Problème à traiter: Redimensionnez les lignes du listing, depuis son début jusqu'à la ligne contenant "[132,203,210,254]" incluse, en les reproduisant toutes, consignes comprises, et en multipliant par 0,5 chaque coordonnée des boîtes englobantes données en réponse, arrondie à l'entier avec les demis vers le haut. Omettez les images dans la réponse.

[Exemples de détection]
........

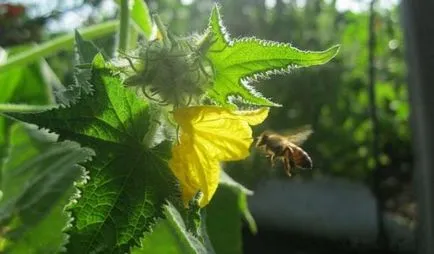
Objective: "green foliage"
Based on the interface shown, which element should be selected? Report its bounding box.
[0,124,94,253]
[3,55,177,252]
[116,0,152,38]
[206,172,257,254]
[207,7,339,106]
[132,203,210,254]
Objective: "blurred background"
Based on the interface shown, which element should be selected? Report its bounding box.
[0,0,416,253]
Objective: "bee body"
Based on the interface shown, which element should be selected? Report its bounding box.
[256,128,313,176]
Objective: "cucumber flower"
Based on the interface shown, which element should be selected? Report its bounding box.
[169,106,268,207]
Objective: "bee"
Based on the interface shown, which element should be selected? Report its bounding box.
[256,126,313,176]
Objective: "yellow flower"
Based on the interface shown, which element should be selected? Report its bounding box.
[169,106,268,207]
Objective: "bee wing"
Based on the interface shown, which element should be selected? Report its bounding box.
[285,125,313,145]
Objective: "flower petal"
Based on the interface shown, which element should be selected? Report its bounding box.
[174,106,268,161]
[169,136,220,207]
[169,106,268,207]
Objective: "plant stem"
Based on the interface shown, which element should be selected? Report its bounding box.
[118,0,130,52]
[0,20,118,72]
[0,103,55,113]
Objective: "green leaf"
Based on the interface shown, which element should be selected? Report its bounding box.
[116,0,152,39]
[0,20,119,73]
[206,6,339,106]
[2,54,179,253]
[206,171,256,254]
[0,124,94,253]
[55,30,100,105]
[132,203,209,254]
[219,171,258,234]
[0,54,56,188]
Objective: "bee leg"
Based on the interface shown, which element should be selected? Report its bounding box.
[268,154,276,168]
[283,148,292,177]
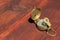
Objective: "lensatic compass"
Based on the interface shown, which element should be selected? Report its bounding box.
[31,7,56,36]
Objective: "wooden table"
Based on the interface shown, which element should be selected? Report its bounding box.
[0,0,60,40]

........

Réponse attendue:
Objective: "green foliage"
Based on the interface shown, which element should be selected? Report its bounding box.
[0,62,47,127]
[2,28,89,126]
[58,0,76,19]
[103,86,129,127]
[104,4,170,53]
[66,102,105,127]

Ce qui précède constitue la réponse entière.